- **RECORDS SHOWN**:
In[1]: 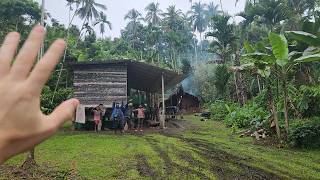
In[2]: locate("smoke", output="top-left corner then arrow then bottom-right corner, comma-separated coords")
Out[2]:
182,52 -> 219,97
182,74 -> 199,96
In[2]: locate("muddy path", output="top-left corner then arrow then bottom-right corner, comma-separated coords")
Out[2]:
145,119 -> 287,180
180,137 -> 282,180
145,137 -> 211,179
0,164 -> 84,180
135,154 -> 156,177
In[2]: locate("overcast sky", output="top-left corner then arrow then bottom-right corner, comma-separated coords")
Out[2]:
36,0 -> 246,38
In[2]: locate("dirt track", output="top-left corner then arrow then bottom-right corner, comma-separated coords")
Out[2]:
135,119 -> 284,180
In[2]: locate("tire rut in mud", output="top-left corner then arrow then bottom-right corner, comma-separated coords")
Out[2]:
158,124 -> 288,180
135,154 -> 156,178
145,137 -> 211,179
177,135 -> 284,180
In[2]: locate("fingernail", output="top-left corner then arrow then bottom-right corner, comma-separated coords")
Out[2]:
72,99 -> 80,107
5,32 -> 20,43
8,32 -> 20,39
55,39 -> 66,46
34,25 -> 45,33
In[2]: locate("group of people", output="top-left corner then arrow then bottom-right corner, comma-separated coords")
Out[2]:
91,102 -> 159,134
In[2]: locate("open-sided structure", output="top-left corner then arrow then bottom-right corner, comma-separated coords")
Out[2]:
70,60 -> 185,127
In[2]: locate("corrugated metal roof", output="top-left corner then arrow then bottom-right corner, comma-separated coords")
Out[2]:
69,60 -> 186,93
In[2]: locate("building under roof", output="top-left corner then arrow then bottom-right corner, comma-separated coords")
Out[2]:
70,60 -> 186,127
70,60 -> 185,107
165,87 -> 201,114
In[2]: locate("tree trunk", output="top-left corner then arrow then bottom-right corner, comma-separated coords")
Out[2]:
220,0 -> 223,12
75,18 -> 88,48
193,34 -> 198,64
234,52 -> 247,106
257,75 -> 261,93
282,74 -> 289,134
29,149 -> 35,160
235,72 -> 247,106
267,79 -> 281,139
200,32 -> 203,52
22,149 -> 37,168
233,72 -> 241,105
178,53 -> 181,71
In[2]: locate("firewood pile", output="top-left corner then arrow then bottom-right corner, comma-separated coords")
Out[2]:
239,129 -> 268,140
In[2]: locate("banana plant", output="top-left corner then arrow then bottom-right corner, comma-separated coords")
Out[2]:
242,44 -> 281,139
243,31 -> 320,136
285,30 -> 320,63
286,17 -> 320,59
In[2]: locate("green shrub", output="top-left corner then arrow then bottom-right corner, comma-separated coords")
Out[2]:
290,85 -> 320,118
224,102 -> 270,129
254,89 -> 268,110
287,118 -> 320,148
41,86 -> 74,114
210,100 -> 237,121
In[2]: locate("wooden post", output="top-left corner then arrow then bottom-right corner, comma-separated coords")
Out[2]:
160,73 -> 166,129
27,0 -> 45,165
138,90 -> 141,105
39,0 -> 45,58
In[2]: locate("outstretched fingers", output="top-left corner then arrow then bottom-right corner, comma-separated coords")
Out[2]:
46,99 -> 79,130
10,26 -> 45,80
0,32 -> 20,77
28,39 -> 66,94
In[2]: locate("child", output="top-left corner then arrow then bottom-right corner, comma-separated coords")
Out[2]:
135,105 -> 146,132
93,107 -> 102,132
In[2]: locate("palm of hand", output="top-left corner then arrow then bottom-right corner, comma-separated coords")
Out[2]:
0,26 -> 79,163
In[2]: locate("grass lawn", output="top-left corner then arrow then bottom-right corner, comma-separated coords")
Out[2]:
3,116 -> 320,179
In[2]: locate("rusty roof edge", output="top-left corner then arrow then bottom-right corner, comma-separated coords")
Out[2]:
68,60 -> 183,76
69,60 -> 187,92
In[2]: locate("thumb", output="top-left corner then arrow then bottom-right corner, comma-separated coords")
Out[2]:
47,98 -> 80,128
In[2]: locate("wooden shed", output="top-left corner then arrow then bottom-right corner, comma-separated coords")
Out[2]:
70,60 -> 185,126
165,87 -> 201,114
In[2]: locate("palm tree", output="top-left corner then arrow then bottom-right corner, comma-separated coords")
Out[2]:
76,0 -> 107,35
189,2 -> 207,51
207,14 -> 236,63
93,11 -> 112,37
206,2 -> 220,17
145,3 -> 163,64
125,9 -> 142,25
206,2 -> 221,37
124,9 -> 142,49
145,25 -> 162,63
162,6 -> 184,69
239,0 -> 289,30
145,2 -> 162,26
66,0 -> 81,25
162,5 -> 183,31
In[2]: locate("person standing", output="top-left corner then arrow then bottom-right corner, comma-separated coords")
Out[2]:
93,106 -> 102,132
111,103 -> 125,134
124,103 -> 134,131
153,104 -> 159,121
98,104 -> 105,131
135,105 -> 146,132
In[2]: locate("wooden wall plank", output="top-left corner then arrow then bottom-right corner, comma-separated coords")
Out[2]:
73,65 -> 128,106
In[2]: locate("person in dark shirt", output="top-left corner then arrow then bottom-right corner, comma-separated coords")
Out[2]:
111,103 -> 125,134
124,103 -> 134,131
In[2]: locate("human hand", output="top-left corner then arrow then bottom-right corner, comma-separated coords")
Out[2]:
0,26 -> 79,164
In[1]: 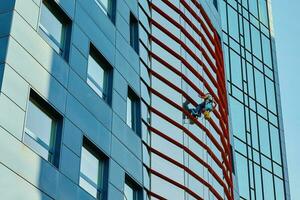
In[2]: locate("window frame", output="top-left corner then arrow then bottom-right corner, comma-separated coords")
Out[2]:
129,13 -> 139,53
87,44 -> 113,105
94,0 -> 115,22
124,175 -> 142,200
79,137 -> 109,200
126,87 -> 141,134
38,0 -> 72,61
23,89 -> 63,168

- **WHAT YOU NEED TO DO**:
Copy out all lines of the material containing the word "wooden".

- **SOLUTION TO THIS EXERCISE**:
In[2]: locate("wooden post", output="top-left corner then arrow then bottom-right corner, comma-separated coords")
In[2]: locate("wooden shed", output="top-left corner then arrow then bottom-right corner, comma-separated coords")
In[2]: locate("wooden wall plank", output="top-left corner then arrow then bottom-right corner, comma-separated coords")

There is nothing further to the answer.